§ Objetivos
a) Reescreva em forma de lista o parágrafo que começa com "No âmbito do Governo Aberto", do texto sobre Governo Aberto e Desenvolvimento Sustentável, mantendo seus fatos principais.
b) Segundo o texto sobre Governo Aberto e Desenvolvimento Sustentável, o que a implementação das ações para atingir as metas dos ODS exige? Responda em uma a três frases.
c) Prossiga o texto sobre Governo Aberto e Desenvolvimento Sustentável a partir da última frase apresentada.

§ Trecho do documento
21 de novembro de 2024
BLOG Agenda 2030: Comunicação e Engajamento

Transformação de cidades por meio do método prospectivo, transparência e alinhamento com os ODS da Agenda 2030

 

Figura 1: Ligações entre (1) Bem-estar social, (2) Resultados econômicos e (3) Sustentabilidade. Fonte: ODS por meio das lentes do social, da economia e da sustentabilidade (Berenberg, 2018)

Na última década, dois temas têm ganhado destaque e centralidade entre os países, tanto no setor público quanto no setor privado: transparência e sustentabilidade. Esses temas se materializam em agendas amplamente conhecidas: Governo Aberto e Desenvolvimento Sustentável. Essas iniciativas possuem respaldo internacional e estão fundamentadas em pactos, compromissos e parcerias globais.

No âmbito do Governo Aberto, a Parceria para Governo Aberto – do inglês Open Government Partnership (OGP) – é a iniciativa internacional responsável por articular diferentes países em torno de compromissos e planos de ação voltados à transparência e à participação cidadã. Lançada em 2011, a proposta é que as entidades governamentais assumam compromissos de transparência em relação aos dados públicos. Esses compromissos são formalizados em planos de ação, com duração de três anos.

No Brasil, um dos países fundadores da OGP, a coordenação dessa iniciativa é feita pela Controladoria-Geral da União e, em 2018, o Congresso Nacional participou da formulação dos compromissos para o 4º Plano de Ação em Governo Aberto.

O Desenvolvimento Sustentável ancora-se em compromissos firmados dentro da Organização das Nações Unidas (ONU) e os Objetivos de Desenvolvimento Sustentável (ODS) com um conjunto de metas para os 17 desafios enfrentados na atualidade. A implementação das ações para se atingir as metas demanda parceria alinhada entre governos, sociedade civil, setor privado, organização não-governamentais e as instituições estabelecidas nos países-membros.

§ Material fornecido
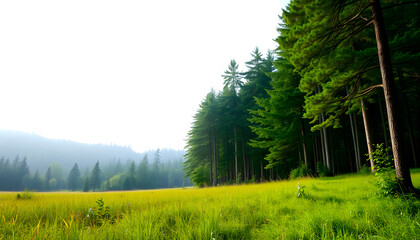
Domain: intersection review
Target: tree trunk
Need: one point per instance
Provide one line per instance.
(236, 154)
(356, 151)
(214, 157)
(325, 143)
(367, 133)
(383, 122)
(408, 119)
(391, 100)
(244, 160)
(302, 132)
(211, 157)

§ Respostas por tarefa
a)
- A Parceria para Governo Aberto (Open Government Partnership, OGP) é a iniciativa internacional que articula diferentes países em torno de compromissos e planos de ação de transparência e participação cidadã.
- Foi lançada em 2011.
- Propõe que as entidades governamentais assumam compromissos de transparência em relação aos dados públicos.
- Esses compromissos são formalizados em planos de ação com duração de três anos.

b) A implementação dessas ações exige uma parceria alinhada entre governos, sociedade civil, setor privado, organizações não governamentais e as instituições estabelecidas nos países-membros.

c)
Neste panorama, as iniciativas de Governo Aberto contribuem para o alcance dos ODS pois, potencialmente, podem reduzir os efeitos do green-washing ao se reportar resultados efetivos, uma vez que promove a transparência e a participação cidadã, fatores essenciais para o desenvolvimento sustentável.

O CASO CRISTALINA E O DESAFIO

Transformar uma cidade por meio de construção de cenários futuros com planejamento de longo prazo, participação ativa do poder público, transparência e alinhamento com os ODS  da Agenda 2030 foi o desafio do município de Cristalina, Goiás.

Com o objetivo de desenvolver uma inteligência efetiva na construção e/ou reconstrução da arquitetura de políticas que permitisse coerência e efetividade das ações públicas no município, foi implementada uma abordagem de prospectiva territorial. Elaborou-se um planejamento de longo prazo na perspectiva de desenvolvimento sustentável do Arranjo Produtivo Local (APL) de Gemas, Jóias, Artesanato Mineral e Turismo de Cristalina.

Na análise dos dados, observou-se que a dimensão educacional (IDHE) do Índice de Desenvolvimento Humano Municipal (IDHM) em Cristalina é um dos mais baixos em relação aos seus municípios vizinhos e o índice GINI, indicador do nível de desigualdade, apresenta valor abaixo da média do Estado de Goiás mas, o PIB per capita de Cristalina é bastante elevado.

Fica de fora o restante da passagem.